• **Aim**:
Which lines of the material contain the word "steel"? Pick out and copy each such line, treating uppercase and lowercase as different.

• **Exercise inputs**:

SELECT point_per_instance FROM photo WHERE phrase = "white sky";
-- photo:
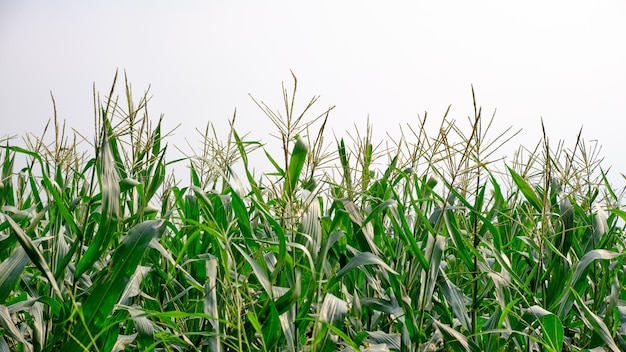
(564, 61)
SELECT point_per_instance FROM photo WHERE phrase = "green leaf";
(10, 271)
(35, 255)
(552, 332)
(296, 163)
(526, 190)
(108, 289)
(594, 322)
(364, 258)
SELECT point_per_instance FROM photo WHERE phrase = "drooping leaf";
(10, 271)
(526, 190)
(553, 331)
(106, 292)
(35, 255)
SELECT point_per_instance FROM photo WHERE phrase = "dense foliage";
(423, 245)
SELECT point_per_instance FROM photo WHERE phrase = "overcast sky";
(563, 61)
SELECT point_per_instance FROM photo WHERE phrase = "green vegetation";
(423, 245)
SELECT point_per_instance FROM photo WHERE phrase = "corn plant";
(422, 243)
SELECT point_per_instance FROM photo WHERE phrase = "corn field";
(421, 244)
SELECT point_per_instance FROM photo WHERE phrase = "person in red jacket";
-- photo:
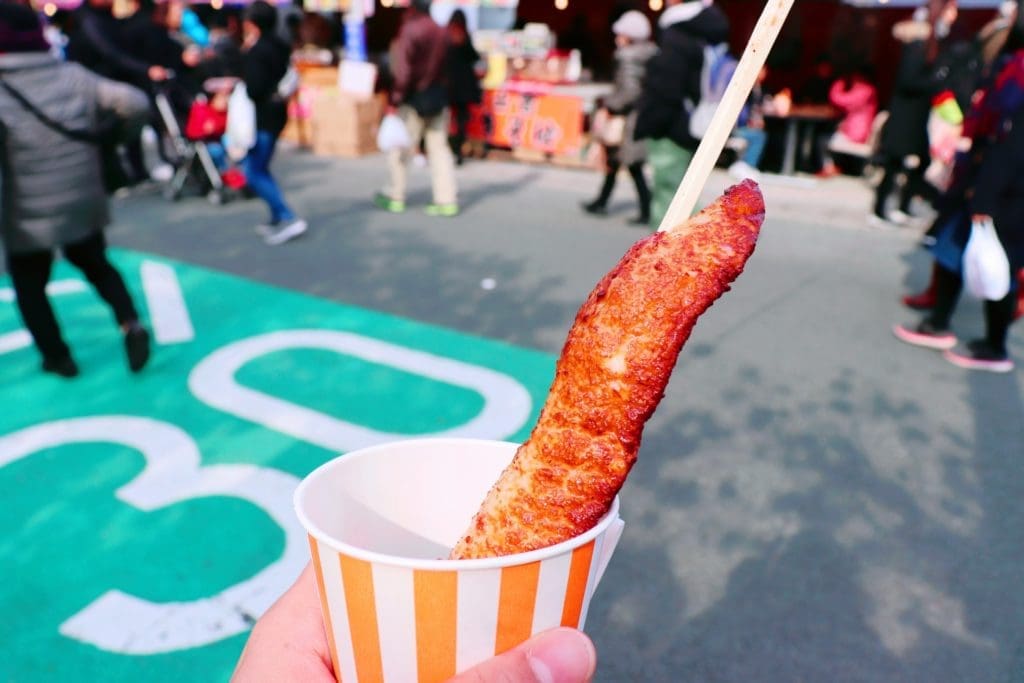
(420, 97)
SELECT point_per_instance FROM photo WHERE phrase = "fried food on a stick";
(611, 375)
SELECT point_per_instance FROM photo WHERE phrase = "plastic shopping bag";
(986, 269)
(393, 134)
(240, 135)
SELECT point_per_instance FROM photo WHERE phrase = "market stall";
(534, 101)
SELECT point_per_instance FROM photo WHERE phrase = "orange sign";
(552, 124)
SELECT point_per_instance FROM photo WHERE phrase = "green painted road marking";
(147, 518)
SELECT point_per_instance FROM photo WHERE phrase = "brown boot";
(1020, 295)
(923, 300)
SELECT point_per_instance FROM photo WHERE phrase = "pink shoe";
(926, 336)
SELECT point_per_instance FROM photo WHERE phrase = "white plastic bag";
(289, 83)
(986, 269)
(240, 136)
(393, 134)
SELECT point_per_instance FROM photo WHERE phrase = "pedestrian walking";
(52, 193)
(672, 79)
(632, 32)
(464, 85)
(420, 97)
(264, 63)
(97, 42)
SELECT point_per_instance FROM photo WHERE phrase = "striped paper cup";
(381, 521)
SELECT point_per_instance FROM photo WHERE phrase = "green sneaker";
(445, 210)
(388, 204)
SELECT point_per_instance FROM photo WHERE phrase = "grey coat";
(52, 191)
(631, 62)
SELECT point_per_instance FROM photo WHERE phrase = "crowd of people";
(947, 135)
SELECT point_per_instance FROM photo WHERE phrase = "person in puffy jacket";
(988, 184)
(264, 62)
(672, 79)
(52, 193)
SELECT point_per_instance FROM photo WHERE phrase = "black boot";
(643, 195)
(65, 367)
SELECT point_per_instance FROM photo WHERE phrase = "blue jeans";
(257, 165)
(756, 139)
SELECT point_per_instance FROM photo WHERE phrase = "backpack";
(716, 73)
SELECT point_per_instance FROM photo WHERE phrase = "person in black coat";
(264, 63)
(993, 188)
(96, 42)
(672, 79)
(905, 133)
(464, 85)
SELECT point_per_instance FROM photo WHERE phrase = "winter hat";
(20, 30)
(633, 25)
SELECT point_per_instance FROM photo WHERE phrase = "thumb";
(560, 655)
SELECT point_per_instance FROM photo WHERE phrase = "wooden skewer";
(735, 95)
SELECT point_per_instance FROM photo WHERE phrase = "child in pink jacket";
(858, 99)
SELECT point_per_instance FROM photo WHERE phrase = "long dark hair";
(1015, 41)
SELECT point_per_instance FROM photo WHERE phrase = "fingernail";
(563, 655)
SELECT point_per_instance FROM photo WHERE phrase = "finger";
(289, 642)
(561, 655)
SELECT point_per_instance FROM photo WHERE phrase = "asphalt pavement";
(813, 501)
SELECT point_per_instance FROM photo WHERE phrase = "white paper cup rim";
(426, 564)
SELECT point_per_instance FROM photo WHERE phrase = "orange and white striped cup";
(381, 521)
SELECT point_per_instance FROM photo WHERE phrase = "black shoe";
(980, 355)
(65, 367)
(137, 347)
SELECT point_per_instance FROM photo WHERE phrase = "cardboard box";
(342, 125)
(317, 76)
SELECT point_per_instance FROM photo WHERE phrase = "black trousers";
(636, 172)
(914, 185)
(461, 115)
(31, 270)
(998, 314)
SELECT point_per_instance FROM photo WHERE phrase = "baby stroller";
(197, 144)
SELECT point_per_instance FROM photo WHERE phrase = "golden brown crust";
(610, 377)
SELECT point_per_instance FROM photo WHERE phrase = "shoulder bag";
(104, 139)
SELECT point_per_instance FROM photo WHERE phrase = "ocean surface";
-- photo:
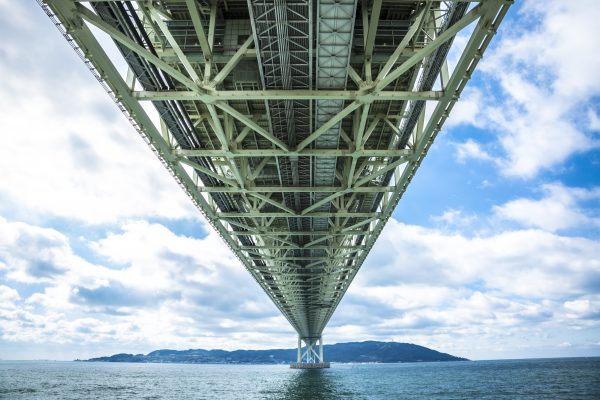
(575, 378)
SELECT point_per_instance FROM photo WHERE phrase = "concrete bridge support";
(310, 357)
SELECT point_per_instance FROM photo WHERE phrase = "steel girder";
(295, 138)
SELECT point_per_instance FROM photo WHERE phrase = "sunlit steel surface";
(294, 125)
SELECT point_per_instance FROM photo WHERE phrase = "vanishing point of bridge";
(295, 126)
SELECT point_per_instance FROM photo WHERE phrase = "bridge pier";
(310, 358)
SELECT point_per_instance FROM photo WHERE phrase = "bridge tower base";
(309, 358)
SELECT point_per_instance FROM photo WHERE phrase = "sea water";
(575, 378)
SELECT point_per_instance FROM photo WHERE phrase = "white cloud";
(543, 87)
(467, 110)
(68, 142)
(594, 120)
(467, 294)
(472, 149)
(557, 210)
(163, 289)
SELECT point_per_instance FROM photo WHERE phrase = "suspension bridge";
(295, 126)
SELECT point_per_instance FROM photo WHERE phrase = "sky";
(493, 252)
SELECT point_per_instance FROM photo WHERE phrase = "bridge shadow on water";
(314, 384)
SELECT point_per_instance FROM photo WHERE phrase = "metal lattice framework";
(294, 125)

• **Task solution**:
SELECT point_per_instance FROM photo WHERE phrase = "steel girder";
SELECT point_per_instance FROM photo WHERE phrase = "sunlit steel surface";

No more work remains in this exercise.